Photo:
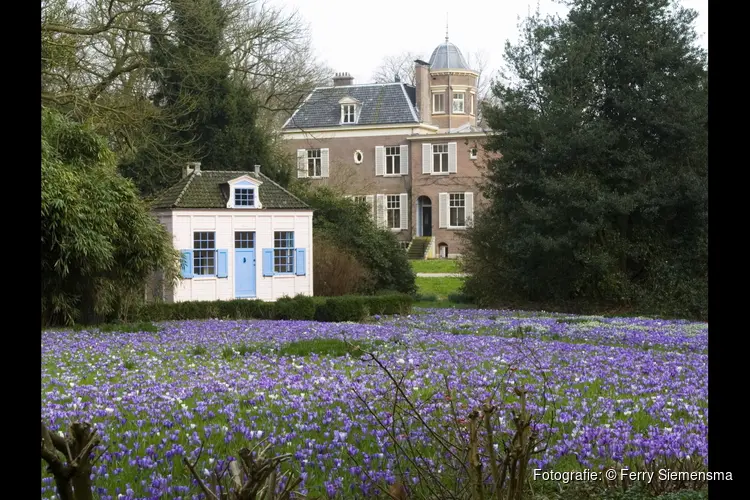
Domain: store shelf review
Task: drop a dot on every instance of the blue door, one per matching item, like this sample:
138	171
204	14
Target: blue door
244	272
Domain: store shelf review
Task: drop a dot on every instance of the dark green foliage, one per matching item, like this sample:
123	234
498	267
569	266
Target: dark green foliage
348	225
298	308
100	245
388	304
344	308
600	195
144	326
213	117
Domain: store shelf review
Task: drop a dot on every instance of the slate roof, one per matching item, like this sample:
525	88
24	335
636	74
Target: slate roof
209	189
447	56
382	104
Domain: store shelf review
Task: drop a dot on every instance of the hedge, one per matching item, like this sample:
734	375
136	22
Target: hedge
301	307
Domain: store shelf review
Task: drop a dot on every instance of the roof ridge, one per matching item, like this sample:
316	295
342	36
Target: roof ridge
411	106
283	189
179	196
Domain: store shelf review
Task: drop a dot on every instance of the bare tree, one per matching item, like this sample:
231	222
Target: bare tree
96	65
401	65
270	50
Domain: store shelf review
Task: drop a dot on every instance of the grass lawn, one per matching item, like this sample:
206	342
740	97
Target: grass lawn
441	287
436	266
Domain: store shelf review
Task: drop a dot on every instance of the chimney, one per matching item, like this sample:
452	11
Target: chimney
191	167
424	97
340	79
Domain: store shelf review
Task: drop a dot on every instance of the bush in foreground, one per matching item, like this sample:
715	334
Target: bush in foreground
301	307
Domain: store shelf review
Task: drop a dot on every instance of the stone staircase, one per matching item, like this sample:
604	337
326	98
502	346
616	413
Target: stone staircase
418	248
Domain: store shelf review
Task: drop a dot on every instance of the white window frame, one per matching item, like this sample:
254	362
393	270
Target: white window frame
459	98
456	201
348	115
250	198
393	153
317	166
444	156
434	103
244	182
394	210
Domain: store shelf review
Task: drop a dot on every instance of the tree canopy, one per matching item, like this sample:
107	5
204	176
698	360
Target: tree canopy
600	191
100	245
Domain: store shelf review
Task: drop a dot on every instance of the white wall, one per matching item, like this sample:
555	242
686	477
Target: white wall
225	222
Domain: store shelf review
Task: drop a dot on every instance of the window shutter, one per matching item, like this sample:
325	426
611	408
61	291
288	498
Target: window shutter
380	210
443	210
426	158
379	160
469	210
324	162
187	264
222	271
404	210
452	163
371	201
268	262
404	159
300	262
301	163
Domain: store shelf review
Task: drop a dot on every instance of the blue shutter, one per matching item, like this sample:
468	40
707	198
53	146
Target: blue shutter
222	268
187	264
268	262
299	265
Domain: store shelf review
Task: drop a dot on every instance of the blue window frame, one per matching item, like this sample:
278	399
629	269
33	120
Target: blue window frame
283	252
244	197
244	239
204	253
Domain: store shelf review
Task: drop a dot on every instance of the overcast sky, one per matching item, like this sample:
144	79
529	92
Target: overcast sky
354	35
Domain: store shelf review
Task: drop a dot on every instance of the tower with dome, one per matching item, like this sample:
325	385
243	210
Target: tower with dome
447	88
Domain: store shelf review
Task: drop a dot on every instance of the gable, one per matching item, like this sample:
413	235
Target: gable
379	104
211	189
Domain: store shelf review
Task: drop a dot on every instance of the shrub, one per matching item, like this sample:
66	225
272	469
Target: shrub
346	308
337	272
324	347
100	244
460	298
300	307
349	226
397	303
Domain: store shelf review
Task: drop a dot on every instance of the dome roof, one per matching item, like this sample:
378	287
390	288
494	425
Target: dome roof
447	56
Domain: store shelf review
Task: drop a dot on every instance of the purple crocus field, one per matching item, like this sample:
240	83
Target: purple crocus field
628	390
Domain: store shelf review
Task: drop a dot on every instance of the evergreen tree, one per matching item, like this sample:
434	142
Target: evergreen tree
601	191
100	245
212	118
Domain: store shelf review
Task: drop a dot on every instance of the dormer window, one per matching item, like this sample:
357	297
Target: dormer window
347	113
350	109
243	192
244	197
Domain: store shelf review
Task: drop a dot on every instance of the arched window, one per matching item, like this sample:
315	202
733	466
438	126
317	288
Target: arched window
443	250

----

:: What you are asked to do ::
How many lines in the records above contain the string "purple"? Reply with the number alone.

:: Solution to this exercise ::
2